_文書_.
· · ·

どもる子どもの親の相談会2004・報告

報告・溝口稚佳子

 
 大阪スタタリングプロジェクトは、NPO法人として、社会に向けたさまざまな活動をしています。吃る人のための吃音教室がその最大のものですが、後輩である吃る子どもたちのことも大切にしたいと思っています。私たちが悩み、苦しんできたことは、それはそれなりに今になれば悪くはなかったかもしれませんが、吃っているままの自分でOKだという地点に立つことはできるだけ早い方がいいと考えます。子どもがそう思えるためには、まず一番身近な親が心底そう思ってほしい、そんな願いをもって、日本吃音臨床研究会と共催で「どもる子どもの親の相談会」を行いました。
 5月22日(土)、会場であるアピオ大阪に、ひとりまたひとりと、幼児から高校生までの親の方が集まりました。スタッフを含めて約20名。こじんまりとした集まりは、ひとりひとりの思いを受け止め、お互いに返していける温かい雰囲気に包まれていました。

 ・吃音を気にせず前向きに生きていってほしいと願っているが、親としてどう関わり、励ましていったらいいだろうか。

· · ·

(コレクションから抽出したデータ)
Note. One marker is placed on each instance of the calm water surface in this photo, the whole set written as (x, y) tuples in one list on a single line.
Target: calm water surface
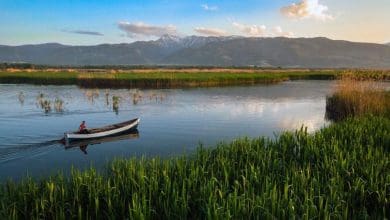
[(173, 121)]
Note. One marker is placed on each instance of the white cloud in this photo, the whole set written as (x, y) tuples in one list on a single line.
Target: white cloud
[(86, 32), (307, 9), (251, 30), (210, 31), (278, 31), (135, 29), (209, 8)]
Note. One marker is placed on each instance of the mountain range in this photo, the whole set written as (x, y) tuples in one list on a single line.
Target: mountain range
[(209, 51)]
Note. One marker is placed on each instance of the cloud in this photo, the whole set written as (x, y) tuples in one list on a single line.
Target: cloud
[(210, 31), (251, 30), (209, 8), (94, 33), (278, 31), (135, 29), (307, 9)]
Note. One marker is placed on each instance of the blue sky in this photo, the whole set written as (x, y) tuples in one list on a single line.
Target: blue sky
[(89, 22)]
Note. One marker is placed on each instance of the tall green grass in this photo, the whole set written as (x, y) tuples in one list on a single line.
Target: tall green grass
[(339, 172), (177, 78), (356, 98)]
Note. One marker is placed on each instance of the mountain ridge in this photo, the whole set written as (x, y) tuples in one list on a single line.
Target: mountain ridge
[(213, 51)]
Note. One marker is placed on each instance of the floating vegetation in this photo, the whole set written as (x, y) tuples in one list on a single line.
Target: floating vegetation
[(59, 105), (92, 94), (339, 172), (115, 104), (44, 103), (21, 98), (136, 96), (107, 94)]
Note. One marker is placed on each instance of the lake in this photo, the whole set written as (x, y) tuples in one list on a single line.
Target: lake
[(173, 121)]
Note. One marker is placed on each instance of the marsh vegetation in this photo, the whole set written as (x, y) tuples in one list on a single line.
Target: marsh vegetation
[(338, 172), (177, 78)]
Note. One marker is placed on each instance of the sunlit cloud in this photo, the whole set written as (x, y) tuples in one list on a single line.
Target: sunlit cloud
[(250, 30), (278, 32), (94, 33), (135, 29), (207, 7), (210, 31), (307, 9)]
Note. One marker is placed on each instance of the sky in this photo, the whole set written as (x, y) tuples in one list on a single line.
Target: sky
[(91, 22)]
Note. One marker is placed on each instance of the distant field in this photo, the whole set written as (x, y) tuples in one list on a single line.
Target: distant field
[(174, 78)]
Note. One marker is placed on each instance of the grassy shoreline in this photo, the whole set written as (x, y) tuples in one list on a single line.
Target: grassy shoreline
[(175, 78), (341, 171)]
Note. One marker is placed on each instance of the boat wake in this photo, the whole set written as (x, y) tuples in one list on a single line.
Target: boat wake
[(20, 151)]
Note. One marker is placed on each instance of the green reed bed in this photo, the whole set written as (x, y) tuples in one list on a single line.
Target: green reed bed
[(357, 98), (339, 172), (162, 79)]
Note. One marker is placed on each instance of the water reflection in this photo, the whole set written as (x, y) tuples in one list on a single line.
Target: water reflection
[(83, 144), (174, 121)]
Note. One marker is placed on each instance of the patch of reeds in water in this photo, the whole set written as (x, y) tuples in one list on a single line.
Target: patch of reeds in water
[(339, 172), (46, 105), (353, 97), (115, 104)]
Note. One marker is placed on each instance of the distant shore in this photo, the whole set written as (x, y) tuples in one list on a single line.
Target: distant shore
[(175, 78)]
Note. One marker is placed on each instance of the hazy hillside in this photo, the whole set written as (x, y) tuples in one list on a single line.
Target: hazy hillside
[(219, 51)]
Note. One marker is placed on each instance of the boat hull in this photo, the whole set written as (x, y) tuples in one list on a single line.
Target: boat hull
[(128, 127)]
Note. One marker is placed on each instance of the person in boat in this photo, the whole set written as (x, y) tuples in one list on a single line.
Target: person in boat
[(83, 128), (83, 148)]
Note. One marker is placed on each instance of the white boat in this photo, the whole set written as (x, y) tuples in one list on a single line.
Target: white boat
[(106, 131)]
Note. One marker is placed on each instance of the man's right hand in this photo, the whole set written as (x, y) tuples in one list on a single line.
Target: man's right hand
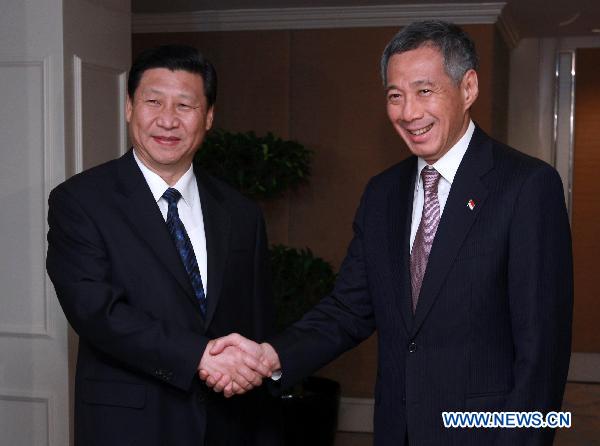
[(260, 360)]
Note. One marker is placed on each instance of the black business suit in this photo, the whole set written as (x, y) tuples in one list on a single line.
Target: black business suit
[(126, 293), (492, 327)]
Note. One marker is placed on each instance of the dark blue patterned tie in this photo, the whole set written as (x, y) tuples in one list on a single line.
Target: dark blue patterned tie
[(184, 245)]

· · ·

_課題の内容_.
a) 相談会の報告によれば、子どもが吃っているままの自分でよいと思えるようになるために、なぜまず親に働きかける相談会を開いたのでしょうか。一〜三文で説明してください。
b) 相談会の報告を、最後の一文に続けて書き継いでください。

_問題の解答_.
a) 吃っているままの自分でOKだという地点には、できるだけ早く立てるほうがいいと考えているからです。子どもがそう思えるためには、まず一番身近な親が心底そう思ってほしいという願いがあり、そのために親を対象とした相談会を開きました。

b)
 ・「なぜ私のしゃべり方はこんなの?」と聞かれたとき「くせやから気にしなくていいやん」と答えているが、それでいいのだろうか。
 ・伝えたいことの半分しか話せていないのではないか。全部話させてやりたいと思う。見ていて辛い。
 ・ことばはすらすら出て、ぽんぽんとやりとりできる方が気持ちいい。かわいそうだ。

 この相談会に参加した動機などを織り交ぜながら、自己紹介をしていただきました。
 親として、吃る子どもを見たとき、かわいそう、辛いと思うのは、自然な思いなのかも知れません。しかし、その《かわいそう》が吃る人をどれだけしんどい思いにさせているか、後の人生にどれだけ大きな影響を与えているか。親がかわいそうと思っていると、子どもも自分のことをそう思ってしまいます。そして、どもりにとらわれ、治さなければ人生はないと思いつめ、今の自分を認めることができなくなります。これは、私たちの多くの人が体験してきたことと重なります。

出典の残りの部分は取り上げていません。